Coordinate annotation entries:
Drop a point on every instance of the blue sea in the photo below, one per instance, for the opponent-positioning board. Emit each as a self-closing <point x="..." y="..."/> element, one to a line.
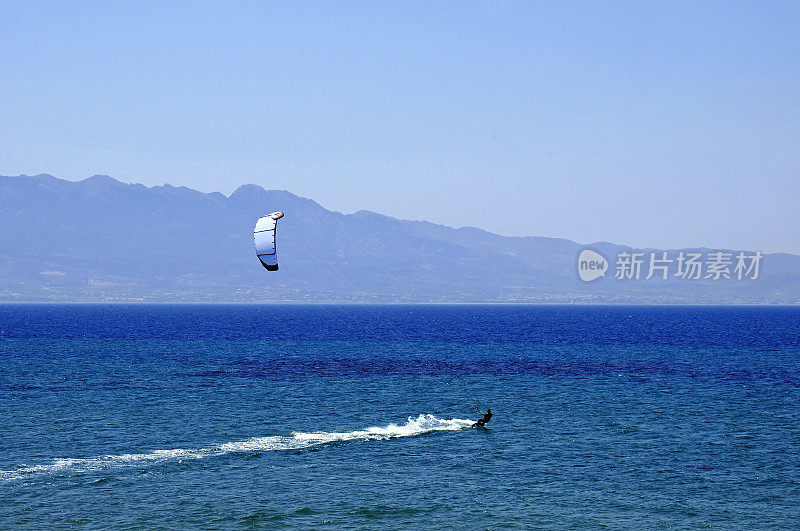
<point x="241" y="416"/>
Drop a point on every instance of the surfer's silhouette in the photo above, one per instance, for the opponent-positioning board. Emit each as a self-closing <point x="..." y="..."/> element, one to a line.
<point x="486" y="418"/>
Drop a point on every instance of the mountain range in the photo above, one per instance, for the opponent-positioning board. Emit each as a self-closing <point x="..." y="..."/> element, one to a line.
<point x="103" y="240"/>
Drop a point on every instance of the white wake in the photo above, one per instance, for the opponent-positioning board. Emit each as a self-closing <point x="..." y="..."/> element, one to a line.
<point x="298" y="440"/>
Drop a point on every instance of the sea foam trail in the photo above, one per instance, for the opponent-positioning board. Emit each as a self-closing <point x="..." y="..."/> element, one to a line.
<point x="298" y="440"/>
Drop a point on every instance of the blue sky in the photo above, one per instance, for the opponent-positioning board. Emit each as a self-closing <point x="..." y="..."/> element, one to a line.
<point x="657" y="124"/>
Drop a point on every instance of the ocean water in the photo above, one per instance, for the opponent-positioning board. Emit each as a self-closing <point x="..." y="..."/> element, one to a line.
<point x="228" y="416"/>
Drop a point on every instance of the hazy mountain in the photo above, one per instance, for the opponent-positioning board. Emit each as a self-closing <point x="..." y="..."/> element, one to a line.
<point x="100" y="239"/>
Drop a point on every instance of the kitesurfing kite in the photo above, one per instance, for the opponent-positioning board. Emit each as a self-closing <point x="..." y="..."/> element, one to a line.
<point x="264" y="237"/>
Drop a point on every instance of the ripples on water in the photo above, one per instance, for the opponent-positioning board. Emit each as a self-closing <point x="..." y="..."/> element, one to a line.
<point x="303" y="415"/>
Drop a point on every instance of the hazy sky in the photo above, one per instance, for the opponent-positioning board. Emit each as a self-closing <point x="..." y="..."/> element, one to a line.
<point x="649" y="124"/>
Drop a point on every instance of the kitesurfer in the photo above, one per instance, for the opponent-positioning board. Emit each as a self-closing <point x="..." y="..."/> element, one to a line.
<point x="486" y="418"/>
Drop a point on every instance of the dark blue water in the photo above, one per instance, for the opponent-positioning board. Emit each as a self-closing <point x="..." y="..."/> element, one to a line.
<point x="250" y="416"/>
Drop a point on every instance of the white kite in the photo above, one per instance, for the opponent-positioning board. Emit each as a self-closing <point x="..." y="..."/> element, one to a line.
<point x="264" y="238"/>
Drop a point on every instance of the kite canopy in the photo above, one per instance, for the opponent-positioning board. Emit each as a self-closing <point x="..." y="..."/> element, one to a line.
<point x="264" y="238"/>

Stated goal
Copy verbatim the lines from the one containing "Drop a point on every instance of the white kite" through the last line of the records above, including both ends.

Task result
Drop a point on every instance of the white kite in the photo above, one per instance, for the opponent-positioning board. Emit each as a self-closing <point x="..." y="..."/> element, one to a line.
<point x="264" y="238"/>
Drop a point on every instance of the kite canopy in the photo above, one per instance, for the opponent-positioning board. Emit each as a self-closing <point x="..." y="..."/> element, one to a line.
<point x="264" y="238"/>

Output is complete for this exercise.